Pull out every line in the records below that contains the word "pile", and copy each one as it appears.

Point-based annotation data
== == ==
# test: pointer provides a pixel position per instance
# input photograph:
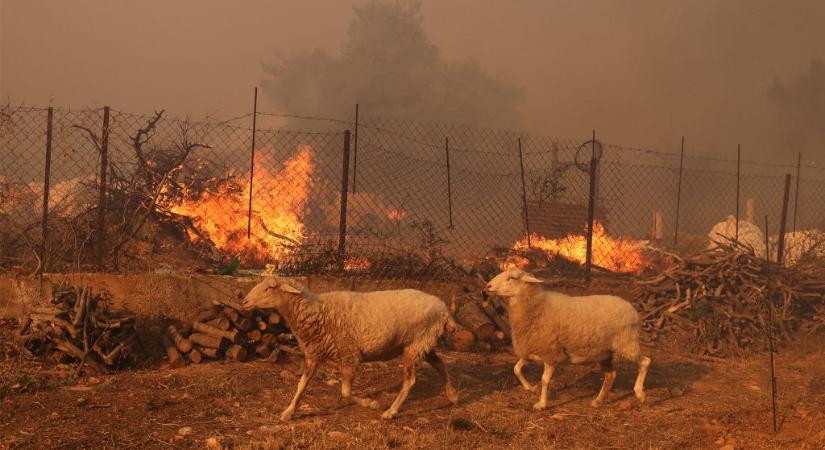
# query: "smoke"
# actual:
(642, 74)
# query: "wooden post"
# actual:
(524, 195)
(679, 194)
(591, 211)
(101, 204)
(342, 224)
(44, 235)
(449, 182)
(780, 251)
(252, 164)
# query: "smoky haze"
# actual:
(642, 74)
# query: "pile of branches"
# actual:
(224, 330)
(78, 327)
(724, 298)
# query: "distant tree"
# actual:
(801, 105)
(389, 66)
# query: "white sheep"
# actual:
(554, 328)
(351, 327)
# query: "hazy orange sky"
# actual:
(641, 73)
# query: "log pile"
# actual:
(483, 323)
(79, 327)
(720, 297)
(224, 330)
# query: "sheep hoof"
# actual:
(452, 395)
(287, 414)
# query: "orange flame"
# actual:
(614, 254)
(357, 263)
(278, 201)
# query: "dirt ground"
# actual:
(692, 403)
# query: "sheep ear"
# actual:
(286, 287)
(531, 279)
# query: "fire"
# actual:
(396, 214)
(357, 263)
(278, 201)
(614, 254)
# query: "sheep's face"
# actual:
(272, 292)
(510, 282)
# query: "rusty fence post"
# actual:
(796, 192)
(780, 250)
(252, 163)
(342, 224)
(44, 232)
(591, 211)
(524, 195)
(679, 194)
(449, 181)
(104, 167)
(355, 151)
(738, 176)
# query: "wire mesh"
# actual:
(183, 195)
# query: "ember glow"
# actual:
(279, 198)
(614, 254)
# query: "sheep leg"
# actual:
(409, 381)
(433, 359)
(347, 374)
(639, 388)
(524, 383)
(545, 384)
(609, 377)
(309, 371)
== == ==
**Exercise output**
# query: "pile of branches"
# query: "log pile"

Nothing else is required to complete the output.